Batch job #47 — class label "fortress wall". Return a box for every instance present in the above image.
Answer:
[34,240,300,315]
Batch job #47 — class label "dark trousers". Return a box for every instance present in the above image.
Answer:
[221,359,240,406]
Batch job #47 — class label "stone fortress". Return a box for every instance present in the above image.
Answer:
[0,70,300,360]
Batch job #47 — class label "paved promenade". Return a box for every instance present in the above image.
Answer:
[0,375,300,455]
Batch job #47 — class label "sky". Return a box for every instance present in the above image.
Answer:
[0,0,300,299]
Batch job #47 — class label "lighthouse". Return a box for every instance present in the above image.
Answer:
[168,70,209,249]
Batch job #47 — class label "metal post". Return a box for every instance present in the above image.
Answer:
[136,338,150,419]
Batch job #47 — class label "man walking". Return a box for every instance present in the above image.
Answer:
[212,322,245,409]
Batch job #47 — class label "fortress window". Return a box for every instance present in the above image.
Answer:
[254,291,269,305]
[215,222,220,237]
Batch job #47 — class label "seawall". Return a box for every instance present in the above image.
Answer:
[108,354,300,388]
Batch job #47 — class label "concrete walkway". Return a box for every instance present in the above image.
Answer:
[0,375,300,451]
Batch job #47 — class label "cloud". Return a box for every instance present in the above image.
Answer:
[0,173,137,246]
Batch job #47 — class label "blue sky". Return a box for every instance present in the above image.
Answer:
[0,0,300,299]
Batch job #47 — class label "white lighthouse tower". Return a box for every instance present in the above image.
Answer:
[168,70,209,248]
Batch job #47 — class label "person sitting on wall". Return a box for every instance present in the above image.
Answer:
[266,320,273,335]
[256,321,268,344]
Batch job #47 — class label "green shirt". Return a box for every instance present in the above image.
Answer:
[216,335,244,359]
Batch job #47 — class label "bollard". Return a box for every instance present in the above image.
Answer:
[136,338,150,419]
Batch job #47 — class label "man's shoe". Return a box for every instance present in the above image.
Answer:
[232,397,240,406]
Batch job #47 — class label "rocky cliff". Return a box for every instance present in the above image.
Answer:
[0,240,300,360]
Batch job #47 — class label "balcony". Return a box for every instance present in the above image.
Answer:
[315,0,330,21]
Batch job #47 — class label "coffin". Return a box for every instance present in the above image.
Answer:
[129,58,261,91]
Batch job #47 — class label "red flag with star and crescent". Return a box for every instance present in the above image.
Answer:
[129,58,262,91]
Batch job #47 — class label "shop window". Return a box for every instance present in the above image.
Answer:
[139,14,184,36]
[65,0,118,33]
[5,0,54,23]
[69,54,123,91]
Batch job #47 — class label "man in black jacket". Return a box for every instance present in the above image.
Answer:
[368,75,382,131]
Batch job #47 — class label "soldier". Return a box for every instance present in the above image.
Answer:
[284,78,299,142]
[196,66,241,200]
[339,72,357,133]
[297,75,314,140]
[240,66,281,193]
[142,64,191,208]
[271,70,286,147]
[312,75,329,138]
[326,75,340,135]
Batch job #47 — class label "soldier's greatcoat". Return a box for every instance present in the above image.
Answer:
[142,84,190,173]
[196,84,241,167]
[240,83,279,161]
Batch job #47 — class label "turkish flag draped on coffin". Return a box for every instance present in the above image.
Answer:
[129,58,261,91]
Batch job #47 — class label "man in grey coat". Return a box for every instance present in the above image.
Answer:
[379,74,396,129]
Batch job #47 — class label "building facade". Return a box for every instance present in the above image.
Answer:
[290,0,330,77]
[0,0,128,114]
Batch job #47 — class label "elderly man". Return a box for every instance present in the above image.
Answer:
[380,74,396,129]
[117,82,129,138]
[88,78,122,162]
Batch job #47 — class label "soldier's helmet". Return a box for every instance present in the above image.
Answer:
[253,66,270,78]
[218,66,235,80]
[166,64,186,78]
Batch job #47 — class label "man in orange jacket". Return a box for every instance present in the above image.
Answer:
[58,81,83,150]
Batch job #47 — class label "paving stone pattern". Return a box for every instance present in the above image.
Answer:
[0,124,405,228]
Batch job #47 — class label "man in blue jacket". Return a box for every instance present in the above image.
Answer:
=-=-=-=-=
Return all of the lines above word for word, with nothing changed, added, or left out.

Batch job #47 — class label "fortress wall". Return a box for every instance present in the above image.
Answer:
[34,240,300,315]
Batch job #47 — class label "dark trousers". Return a box for every instance present in the above image.
Answer:
[221,359,240,406]
Batch job #47 — class label "stone fortress". Return a box for every instance present in the above image.
Answer:
[0,70,300,360]
Batch job #47 — class label "paved promenade". Return a box for every instance present in the above image.
Answer:
[0,375,300,455]
Batch job #47 — class label "sky". Return a box for every instance present in the above image.
Answer:
[0,0,300,299]
Batch job #47 — class label "lighthouse". Return a box for every instance present in the above image.
Answer:
[168,70,209,249]
Batch job #47 — class label "metal post". Return a box for every instance present in the above image.
Answer:
[136,338,150,419]
Batch job #47 — class label "man walking". Return a box for every instance present in the above image.
Answer:
[212,322,245,409]
Batch job #47 — class label "fortress window". Return a box for every instance present in the above image.
Answer:
[254,291,269,305]
[215,222,220,237]
Batch job #47 — class label "seawall". Return a box for every instance present in the above image.
Answer:
[108,354,300,388]
Batch job #47 — class label "concrete walkway". Return a box for every instance present in the above image.
Answer:
[0,375,300,451]
Batch job #47 — class label "cloud". Return a box for every instance present in the above image.
Answer:
[0,173,137,246]
Batch job #47 — class label "blue sky". Return a box for every instance present in the above image.
Answer:
[0,0,300,299]
Batch job #47 — class label "white lighthouse tower". Return a box for every instance present in the above image.
Answer:
[168,70,209,248]
Batch job #47 — class label "person sitting on wall". Return a box for every instance present in the above image.
Answer:
[266,320,273,335]
[256,321,268,344]
Batch job #47 — class label "green shirt". Return a box for every instance present in the above image.
Answer:
[216,335,244,359]
Batch job #47 — class label "bollard". Return a box for every instance present in the above image.
Answer:
[136,338,150,419]
Batch job #47 — class label "man's shoe". Return a box for every instance present in the above image.
Answer:
[232,397,240,406]
Batch job #47 — class label "rocky cliff". Return a box for every instance present in the above image.
Answer:
[0,240,300,360]
Batch job #47 — class label "balcony". Return a box for every instance present in the above image.
Answer:
[315,0,330,21]
Batch job #47 — class label "coffin". Return a box for every instance present in the above image.
Answer:
[129,58,261,91]
Batch job #47 — class label "red flag with star and crescent". Return a box for every instance present in the above image.
Answer:
[129,58,262,91]
Batch job #47 — class label "shop window". Return a box for every instance present in the above image.
Answer:
[139,14,184,36]
[65,0,118,33]
[5,0,54,23]
[69,54,123,91]
Batch job #47 — class label "man in black jacket". Return a box for every instance present in the above image.
Answer:
[368,75,382,131]
Batch job #47 — class label "soldier". Return a box for every instance present in the above image.
Answer:
[284,78,299,142]
[196,66,241,200]
[339,72,357,133]
[297,75,314,140]
[240,66,281,193]
[142,64,191,208]
[271,70,286,147]
[312,75,329,138]
[326,75,340,135]
Batch job #47 — class label "soldier's greatcoat". Return a box for every instance present in the above image.
Answer:
[142,84,190,173]
[196,84,241,167]
[240,83,279,161]
Batch job #47 — class label "turkish flag draped on coffin". Return a box for every instance present in the above image.
Answer:
[129,58,261,91]
Batch job #47 — class label "man in grey coat". Return a box for every instance present in the above image.
Answer:
[379,74,396,129]
Batch job #47 — class label "building facade". Return a box for every instance present in the above image.
Answer:
[290,0,330,77]
[0,0,128,114]
Batch job #47 — class label "elderly man". Return a box for every instance present in the above image.
Answer:
[380,74,396,129]
[117,82,129,138]
[88,78,122,162]
Batch job #47 — class label "soldier's helmet". Return a box for every instance present in the above image.
Answer:
[253,66,270,78]
[218,66,235,80]
[166,64,186,78]
Batch job #47 — class label "man in orange jacket". Return a box for every instance present in the above image.
Answer:
[58,81,83,150]
Batch job #47 — class label "paving stone pattern". Return a box for every instance present in the above image.
Answer:
[0,124,405,228]
Batch job #47 — class label "man in blue jacket". Return a box for every instance present in the above image.
Answer:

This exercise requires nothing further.